## EXCERPT
# Feedback on Advanced Canine Services-Raynham,MA?



## Duke-2009 (Apr 13, 2009)

This trainer came recommended to me from a friend. They specialize in GSD's. Just checking to see if any fellow nearby MA members here have any information or experiences. $400 for 8 1-hour sessions. Seems reasonable, although I am not price shopping. Quality first.

Link:
Advanced Canine Services


----------



## littledmc17 (Apr 9, 2008)

You want the best dog trainer 
you need to call Ron he is the Best
go to testimonials and you will see Brady and I there

http://www.americanalphak9.com

He is awesome can't say a bad thing about him 
when we get a pup next year he will be doing the training again
what I love about his training he comes to your house and 
will take your calls anytime.

To this day if I have an issue with Brady he comes over.
or invites me to classes he does every so often with other people.
when we had an issue with our Lab he came over an hour later

He is a great guy and knows his stuff!!!!
Please call him he does free evaluations and he has good stories


----------



## HeidiW (Apr 9, 2009)

LOL you look so small and tiny next to Big Brady in that pik. sounds like a great trainer!


----------



## littledmc17 (Apr 9, 2008)

Brady was only 2 in that pic!!
Thanks

He is an awesome trainer I could go on and on 
about him but he has talked to friends that had questions that live in other states and he obviously can't do training but he gave them suggestions 

To me that is a great trainer 
You want the best in Mass he is the BEST


----------



## Brightelf (Sep 5, 2001)

Duke, the link unfortunately doesn't open for me. Is the link correct? Might you know the name of the trainer, perhaps?


----------



## Brightelf (Sep 5, 2001)

Okay, here's the link then:









http://www.advancedcanineservices.com/Welcome.html


----------



## Brightelf (Sep 5, 2001)

I'm not familiar with them yet-- but please let me know what you think if you try them!


----------



## littledmc17 (Apr 9, 2008)

Patti no need Ron is your man sista!!


----------



## Duke-2009 (Apr 13, 2009)

Thanks to all for the feedback. So far so good with John of Advanced Canine. We had two sessions and started out working on heel. We have it down! 8 sessions for $400, so six more to go, will report back. He has over 12 shepherds and breeds and trains. Impressed so far.


----------



## Duke-2009 (Apr 13, 2009)

> Originally Posted By: littledmcYou want the best dog trainer
> you need to call Ron he is the Best
> go to testimonials and you will see Brady and I there
> 
> ...


Hi Dawn, just checked out the link and noticed you are from Easton, so am I. Maybe our pups will run into each other at borderland or something. Small world.

Joe


----------

[Location identification items]

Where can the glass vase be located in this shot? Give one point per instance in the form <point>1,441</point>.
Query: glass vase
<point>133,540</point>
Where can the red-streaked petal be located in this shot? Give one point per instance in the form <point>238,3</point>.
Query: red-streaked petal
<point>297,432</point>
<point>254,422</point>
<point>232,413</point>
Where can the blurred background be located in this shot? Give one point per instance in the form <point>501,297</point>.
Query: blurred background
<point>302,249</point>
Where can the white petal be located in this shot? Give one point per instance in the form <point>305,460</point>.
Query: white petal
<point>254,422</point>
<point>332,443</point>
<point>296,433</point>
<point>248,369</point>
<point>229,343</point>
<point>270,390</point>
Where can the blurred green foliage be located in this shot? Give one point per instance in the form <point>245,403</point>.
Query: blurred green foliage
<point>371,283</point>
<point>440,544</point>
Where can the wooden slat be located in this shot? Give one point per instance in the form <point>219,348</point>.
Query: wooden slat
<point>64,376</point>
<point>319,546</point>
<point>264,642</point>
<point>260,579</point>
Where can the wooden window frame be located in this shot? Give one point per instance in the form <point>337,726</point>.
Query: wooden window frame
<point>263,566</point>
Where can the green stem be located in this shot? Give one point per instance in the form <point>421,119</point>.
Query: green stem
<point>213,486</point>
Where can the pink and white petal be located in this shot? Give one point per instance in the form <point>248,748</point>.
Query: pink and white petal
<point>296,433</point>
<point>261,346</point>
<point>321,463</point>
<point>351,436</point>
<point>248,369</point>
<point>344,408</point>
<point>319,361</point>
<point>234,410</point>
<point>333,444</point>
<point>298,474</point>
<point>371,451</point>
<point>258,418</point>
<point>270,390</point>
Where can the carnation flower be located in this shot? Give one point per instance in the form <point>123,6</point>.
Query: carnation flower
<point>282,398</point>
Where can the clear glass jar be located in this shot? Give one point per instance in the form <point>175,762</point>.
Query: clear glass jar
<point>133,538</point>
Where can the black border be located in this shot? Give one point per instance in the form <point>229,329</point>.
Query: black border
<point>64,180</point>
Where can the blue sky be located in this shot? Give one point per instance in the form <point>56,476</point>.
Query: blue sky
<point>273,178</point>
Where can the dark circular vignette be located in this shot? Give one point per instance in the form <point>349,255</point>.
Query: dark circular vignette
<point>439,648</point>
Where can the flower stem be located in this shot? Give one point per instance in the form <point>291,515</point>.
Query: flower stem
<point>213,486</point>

## WRITTEN PROBLEM A
According to the forum thread, what skill did Duke-2009's dog start working on in the first sessions with John of Advanced Canine?
## WRITTEN PROBLEM B
Retype, character for character, every line of the listing from the line containing "Where can the dark" down through the final line of the listing, including both of those lines.

## TASK OUTPUT A
Heel.

## TASK OUTPUT B
Where can the dark circular vignette be located in this shot? Give one point per instance in the form <point>349,255</point>.
Query: dark circular vignette
<point>439,648</point>
Where can the flower stem be located in this shot? Give one point per instance in the form <point>291,515</point>.
Query: flower stem
<point>213,486</point>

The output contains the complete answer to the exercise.